● **Tasks**
**a.** From the infrastructure-as-code passage, copy the text between "Overall, the purpose" and "examples. Happy infracoding!", inclusive.
**b.** According to the infrastructure-as-code passage, which two pieces of software are required to run the demos?
**c.** Using the infrastructure-as-code passage, explain why the project packages infracode as a Docker container.

● **Provided passage**
------------------------------------------------------------

Overall, the purpose of this project is to separate the implementation of infrastructure as code from its presentation to users, by packaging infracode as a Docker container that implements a standard set of commands (based on terraform subcommands) in its entrypoint script.

This repo contains templates and examples. Happy infracoding!

How to run the demos

The demos are based on Azure. You can get a Free Trial subscription (roughly equivalent to an AWS account) from https://portal.azure.com which will be sufficient for this demo.

Prerequisites

  • This guide assumes that:
    • you have an Azure subscription where you are Owner and
    • you have the ability to create service principals in the subscription's AAD tenant
      • A service principal is used for now, but the plan is to implement a mechanism where you can mount your az login credentials when running locally, and use service principals in production
  • You will need the following software:
    • docker
    • make

Prepare target environment and credentials

  • Create a service principal (if you don't already have one) and stash its credentials:
$ az ad sp create-for-rbac -n icdemo > credentials.json
  • NOTE: by default the service principal will get Owner on the subscription, which will allow it to do things later.

------------------------------------------------------------

(Rows from a pointing dataset)
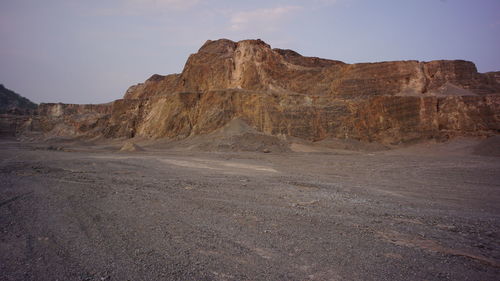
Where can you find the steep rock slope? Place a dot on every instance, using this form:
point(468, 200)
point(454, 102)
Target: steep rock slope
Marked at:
point(280, 92)
point(14, 111)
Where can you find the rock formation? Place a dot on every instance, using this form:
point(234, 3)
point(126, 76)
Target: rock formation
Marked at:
point(14, 111)
point(280, 92)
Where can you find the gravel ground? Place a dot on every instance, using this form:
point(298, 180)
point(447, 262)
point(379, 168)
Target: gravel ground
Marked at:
point(422, 213)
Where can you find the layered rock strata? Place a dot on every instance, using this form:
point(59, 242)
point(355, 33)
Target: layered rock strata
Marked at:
point(280, 92)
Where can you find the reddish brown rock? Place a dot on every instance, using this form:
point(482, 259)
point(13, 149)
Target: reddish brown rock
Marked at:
point(280, 92)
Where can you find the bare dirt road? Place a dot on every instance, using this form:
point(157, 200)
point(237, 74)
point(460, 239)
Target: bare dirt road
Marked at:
point(422, 213)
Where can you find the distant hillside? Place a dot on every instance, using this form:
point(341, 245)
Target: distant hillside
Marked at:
point(11, 102)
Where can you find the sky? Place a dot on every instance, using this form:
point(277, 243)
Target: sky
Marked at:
point(91, 51)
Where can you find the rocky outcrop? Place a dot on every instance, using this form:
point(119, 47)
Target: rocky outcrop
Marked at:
point(69, 120)
point(15, 111)
point(13, 103)
point(280, 92)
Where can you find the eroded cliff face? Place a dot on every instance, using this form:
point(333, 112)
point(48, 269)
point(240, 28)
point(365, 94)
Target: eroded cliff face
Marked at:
point(280, 92)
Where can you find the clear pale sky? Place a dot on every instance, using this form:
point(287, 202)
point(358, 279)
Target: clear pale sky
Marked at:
point(91, 51)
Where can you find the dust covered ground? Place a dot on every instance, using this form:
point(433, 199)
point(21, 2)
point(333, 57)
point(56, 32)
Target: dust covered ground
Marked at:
point(427, 212)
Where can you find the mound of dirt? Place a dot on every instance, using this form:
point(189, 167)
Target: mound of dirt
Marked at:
point(237, 135)
point(131, 147)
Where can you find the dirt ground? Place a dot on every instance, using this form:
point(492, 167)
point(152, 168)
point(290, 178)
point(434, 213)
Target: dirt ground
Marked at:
point(427, 212)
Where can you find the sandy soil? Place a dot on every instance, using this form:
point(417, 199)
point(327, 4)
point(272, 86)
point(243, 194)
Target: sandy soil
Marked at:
point(427, 212)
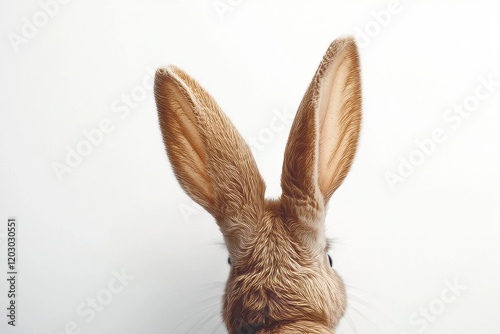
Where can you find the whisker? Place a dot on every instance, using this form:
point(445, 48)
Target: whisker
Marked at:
point(350, 323)
point(210, 316)
point(204, 309)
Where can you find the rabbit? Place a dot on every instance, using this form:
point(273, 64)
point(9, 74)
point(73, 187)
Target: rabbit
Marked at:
point(280, 278)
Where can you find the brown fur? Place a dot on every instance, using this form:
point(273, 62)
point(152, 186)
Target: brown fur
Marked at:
point(280, 280)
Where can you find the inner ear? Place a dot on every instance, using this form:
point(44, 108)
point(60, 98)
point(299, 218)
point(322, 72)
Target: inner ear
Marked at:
point(330, 95)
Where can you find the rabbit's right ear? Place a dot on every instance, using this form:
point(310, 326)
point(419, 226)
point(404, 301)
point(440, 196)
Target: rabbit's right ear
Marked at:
point(325, 132)
point(211, 161)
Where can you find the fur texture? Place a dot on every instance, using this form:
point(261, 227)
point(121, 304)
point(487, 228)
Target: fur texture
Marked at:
point(280, 279)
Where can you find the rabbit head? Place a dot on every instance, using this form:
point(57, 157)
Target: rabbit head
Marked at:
point(280, 279)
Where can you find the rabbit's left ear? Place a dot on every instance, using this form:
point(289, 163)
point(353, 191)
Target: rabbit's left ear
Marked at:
point(210, 159)
point(325, 132)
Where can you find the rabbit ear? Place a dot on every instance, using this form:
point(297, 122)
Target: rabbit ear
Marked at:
point(325, 132)
point(210, 159)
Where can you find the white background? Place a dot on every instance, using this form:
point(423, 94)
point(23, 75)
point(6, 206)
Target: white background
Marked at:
point(122, 209)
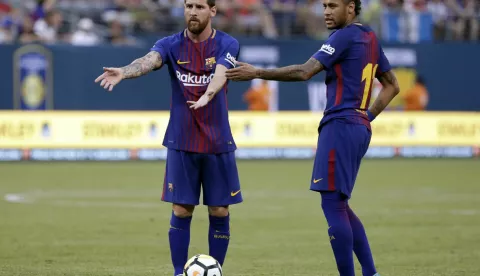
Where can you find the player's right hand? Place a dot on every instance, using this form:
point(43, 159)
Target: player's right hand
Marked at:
point(110, 77)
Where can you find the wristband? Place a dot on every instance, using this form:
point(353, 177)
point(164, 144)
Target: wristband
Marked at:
point(370, 116)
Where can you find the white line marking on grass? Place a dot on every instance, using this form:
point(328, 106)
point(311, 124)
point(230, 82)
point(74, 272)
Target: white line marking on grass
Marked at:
point(18, 198)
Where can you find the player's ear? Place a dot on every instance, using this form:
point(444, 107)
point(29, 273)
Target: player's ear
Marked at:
point(213, 11)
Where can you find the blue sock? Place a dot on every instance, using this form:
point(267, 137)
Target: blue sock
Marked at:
point(360, 244)
point(219, 237)
point(334, 207)
point(179, 237)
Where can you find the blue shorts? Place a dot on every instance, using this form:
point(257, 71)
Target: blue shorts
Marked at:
point(340, 149)
point(187, 172)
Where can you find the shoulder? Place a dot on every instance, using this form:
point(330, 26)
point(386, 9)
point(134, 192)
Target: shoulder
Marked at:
point(225, 39)
point(171, 39)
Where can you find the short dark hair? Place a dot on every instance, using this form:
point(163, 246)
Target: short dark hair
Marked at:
point(358, 5)
point(210, 3)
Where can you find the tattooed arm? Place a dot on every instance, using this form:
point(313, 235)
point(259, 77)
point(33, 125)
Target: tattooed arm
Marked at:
point(389, 90)
point(303, 72)
point(142, 66)
point(139, 67)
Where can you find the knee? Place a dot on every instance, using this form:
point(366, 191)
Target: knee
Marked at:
point(218, 211)
point(183, 211)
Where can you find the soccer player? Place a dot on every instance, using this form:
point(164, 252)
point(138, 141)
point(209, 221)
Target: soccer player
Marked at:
point(352, 57)
point(198, 137)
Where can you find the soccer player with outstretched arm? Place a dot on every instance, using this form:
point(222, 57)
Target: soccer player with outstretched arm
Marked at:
point(352, 57)
point(198, 137)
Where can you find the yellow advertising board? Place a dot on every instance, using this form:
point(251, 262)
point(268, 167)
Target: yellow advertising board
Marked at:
point(45, 129)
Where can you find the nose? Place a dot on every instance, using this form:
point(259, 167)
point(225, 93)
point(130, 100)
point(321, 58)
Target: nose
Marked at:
point(327, 11)
point(193, 11)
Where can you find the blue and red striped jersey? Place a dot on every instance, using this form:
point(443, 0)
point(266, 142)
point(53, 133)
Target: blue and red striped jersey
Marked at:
point(352, 58)
point(191, 67)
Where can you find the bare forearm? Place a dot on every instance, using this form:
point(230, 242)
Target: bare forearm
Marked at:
point(288, 73)
point(142, 66)
point(136, 69)
point(389, 91)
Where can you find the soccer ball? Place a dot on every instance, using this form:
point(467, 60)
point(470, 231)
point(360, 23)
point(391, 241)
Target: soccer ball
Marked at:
point(202, 265)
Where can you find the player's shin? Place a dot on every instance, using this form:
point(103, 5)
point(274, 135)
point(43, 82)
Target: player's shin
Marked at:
point(361, 246)
point(179, 237)
point(339, 231)
point(219, 237)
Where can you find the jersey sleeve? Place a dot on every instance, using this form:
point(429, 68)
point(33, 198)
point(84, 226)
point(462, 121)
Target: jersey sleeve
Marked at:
point(228, 57)
point(383, 63)
point(162, 47)
point(334, 49)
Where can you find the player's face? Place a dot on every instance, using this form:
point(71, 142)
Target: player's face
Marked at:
point(337, 12)
point(198, 15)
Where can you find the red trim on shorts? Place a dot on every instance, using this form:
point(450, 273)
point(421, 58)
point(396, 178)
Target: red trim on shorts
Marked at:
point(331, 170)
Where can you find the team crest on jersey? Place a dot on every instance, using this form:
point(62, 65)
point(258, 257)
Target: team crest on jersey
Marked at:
point(209, 62)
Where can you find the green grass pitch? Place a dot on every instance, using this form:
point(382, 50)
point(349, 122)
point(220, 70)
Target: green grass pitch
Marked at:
point(422, 217)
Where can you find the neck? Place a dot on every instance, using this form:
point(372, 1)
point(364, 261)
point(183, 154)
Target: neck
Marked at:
point(204, 35)
point(350, 21)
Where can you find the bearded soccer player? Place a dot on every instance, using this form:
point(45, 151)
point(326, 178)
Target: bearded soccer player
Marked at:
point(198, 137)
point(352, 58)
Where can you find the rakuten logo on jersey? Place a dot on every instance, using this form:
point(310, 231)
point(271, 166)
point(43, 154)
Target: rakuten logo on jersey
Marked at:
point(327, 49)
point(194, 80)
point(231, 59)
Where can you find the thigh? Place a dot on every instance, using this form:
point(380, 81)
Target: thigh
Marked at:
point(182, 178)
point(219, 176)
point(341, 147)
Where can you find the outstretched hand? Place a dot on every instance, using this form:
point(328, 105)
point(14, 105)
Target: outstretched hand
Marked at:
point(110, 77)
point(243, 72)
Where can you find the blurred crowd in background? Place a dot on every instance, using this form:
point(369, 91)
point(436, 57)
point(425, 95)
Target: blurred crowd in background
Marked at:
point(126, 22)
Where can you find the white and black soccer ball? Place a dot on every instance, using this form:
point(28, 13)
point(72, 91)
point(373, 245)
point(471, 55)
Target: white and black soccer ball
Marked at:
point(202, 265)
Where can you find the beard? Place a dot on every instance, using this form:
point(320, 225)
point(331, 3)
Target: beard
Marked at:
point(196, 26)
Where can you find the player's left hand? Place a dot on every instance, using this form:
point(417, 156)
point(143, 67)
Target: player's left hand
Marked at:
point(242, 72)
point(203, 101)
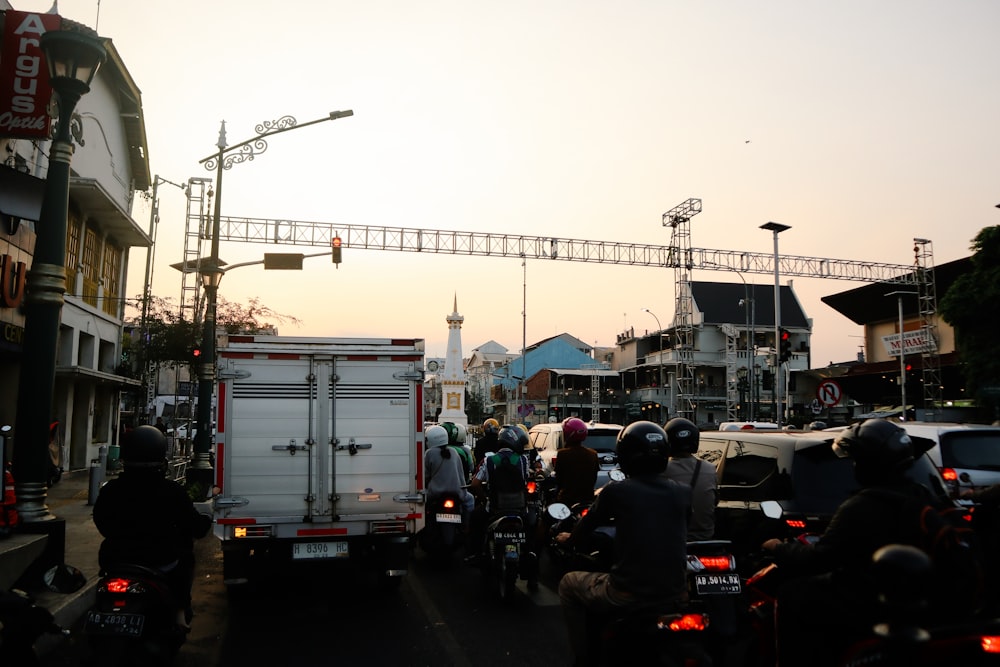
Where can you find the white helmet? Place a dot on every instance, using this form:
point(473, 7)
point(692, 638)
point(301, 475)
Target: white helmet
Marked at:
point(435, 436)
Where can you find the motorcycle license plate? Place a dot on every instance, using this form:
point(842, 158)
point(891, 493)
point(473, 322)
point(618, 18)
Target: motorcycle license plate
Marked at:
point(114, 624)
point(717, 584)
point(315, 550)
point(511, 538)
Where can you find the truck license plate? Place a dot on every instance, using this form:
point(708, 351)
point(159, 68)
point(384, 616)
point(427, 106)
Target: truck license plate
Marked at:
point(311, 550)
point(717, 584)
point(118, 625)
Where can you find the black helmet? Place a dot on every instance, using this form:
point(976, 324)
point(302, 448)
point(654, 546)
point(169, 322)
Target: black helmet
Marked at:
point(879, 448)
point(144, 447)
point(682, 436)
point(512, 437)
point(642, 449)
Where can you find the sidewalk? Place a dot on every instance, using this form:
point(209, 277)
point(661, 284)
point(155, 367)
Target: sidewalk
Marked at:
point(68, 500)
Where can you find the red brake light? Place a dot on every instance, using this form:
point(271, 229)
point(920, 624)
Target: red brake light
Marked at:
point(683, 622)
point(118, 585)
point(716, 563)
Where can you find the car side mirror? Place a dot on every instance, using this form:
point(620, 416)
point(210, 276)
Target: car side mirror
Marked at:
point(771, 509)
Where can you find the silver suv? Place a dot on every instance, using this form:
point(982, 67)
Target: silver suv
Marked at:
point(546, 439)
point(968, 455)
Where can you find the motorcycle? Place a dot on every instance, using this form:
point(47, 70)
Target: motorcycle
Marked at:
point(443, 533)
point(134, 619)
point(22, 622)
point(713, 580)
point(906, 633)
point(664, 633)
point(597, 555)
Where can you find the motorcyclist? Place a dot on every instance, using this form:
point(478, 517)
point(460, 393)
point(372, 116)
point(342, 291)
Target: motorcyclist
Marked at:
point(487, 442)
point(837, 589)
point(457, 434)
point(485, 486)
point(149, 520)
point(650, 514)
point(444, 472)
point(684, 467)
point(575, 465)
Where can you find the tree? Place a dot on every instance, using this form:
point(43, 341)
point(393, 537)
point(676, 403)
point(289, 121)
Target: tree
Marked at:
point(969, 307)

------------------------------------------------------------

● **Responses to the tasks**
**a.**
Overall, the purpose of this project is to separate the implementation of infrastructure as code from its presentation to users, by packaging infracode as a Docker container that implements a standard set of commands (based on terraform subcommands) in its entrypoint script.

This repo contains templates and examples. Happy infracoding!

**b.** Docker and make.

**c.** The project aims to separate the implementation of infrastructure as code from its presentation to users. Packaging infracode as a Docker container does this because the container implements a standard set of commands, based on terraform subcommands, in its entrypoint script.